Given exercise:
State how many lines in the records below contain the string "hair", and reply with only that number.

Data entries
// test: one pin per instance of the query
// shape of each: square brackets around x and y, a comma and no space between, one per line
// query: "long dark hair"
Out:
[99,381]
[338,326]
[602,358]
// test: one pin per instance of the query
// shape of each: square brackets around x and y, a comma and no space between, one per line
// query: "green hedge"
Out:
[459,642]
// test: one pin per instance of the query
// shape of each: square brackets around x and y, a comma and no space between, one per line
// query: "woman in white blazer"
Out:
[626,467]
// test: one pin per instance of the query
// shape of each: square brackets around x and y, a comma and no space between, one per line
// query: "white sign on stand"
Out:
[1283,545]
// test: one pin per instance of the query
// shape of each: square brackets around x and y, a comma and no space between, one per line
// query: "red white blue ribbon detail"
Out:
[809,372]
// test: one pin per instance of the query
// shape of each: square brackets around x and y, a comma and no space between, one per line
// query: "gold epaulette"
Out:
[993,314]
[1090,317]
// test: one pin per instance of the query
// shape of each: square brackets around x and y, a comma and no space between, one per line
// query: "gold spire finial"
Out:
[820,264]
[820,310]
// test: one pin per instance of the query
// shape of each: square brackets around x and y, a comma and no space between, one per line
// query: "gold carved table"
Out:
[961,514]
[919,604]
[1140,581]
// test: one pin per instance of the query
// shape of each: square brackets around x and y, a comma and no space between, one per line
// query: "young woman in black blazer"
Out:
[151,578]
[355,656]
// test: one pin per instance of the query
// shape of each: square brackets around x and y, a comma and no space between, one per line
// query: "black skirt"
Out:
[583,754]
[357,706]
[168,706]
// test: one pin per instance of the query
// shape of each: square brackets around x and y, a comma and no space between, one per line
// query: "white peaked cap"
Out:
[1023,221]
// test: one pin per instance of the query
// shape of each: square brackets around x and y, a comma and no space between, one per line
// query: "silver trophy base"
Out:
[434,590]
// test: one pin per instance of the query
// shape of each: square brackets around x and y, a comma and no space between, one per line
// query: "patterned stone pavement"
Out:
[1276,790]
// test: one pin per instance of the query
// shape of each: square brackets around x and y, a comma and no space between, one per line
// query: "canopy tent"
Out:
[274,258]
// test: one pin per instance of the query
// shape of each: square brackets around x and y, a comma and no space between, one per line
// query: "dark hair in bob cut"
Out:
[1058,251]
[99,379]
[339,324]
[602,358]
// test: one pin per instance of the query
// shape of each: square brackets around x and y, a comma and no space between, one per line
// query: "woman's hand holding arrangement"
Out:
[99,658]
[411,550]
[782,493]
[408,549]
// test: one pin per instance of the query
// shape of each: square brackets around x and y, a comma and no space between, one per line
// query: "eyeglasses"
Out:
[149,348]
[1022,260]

Result of the task:
2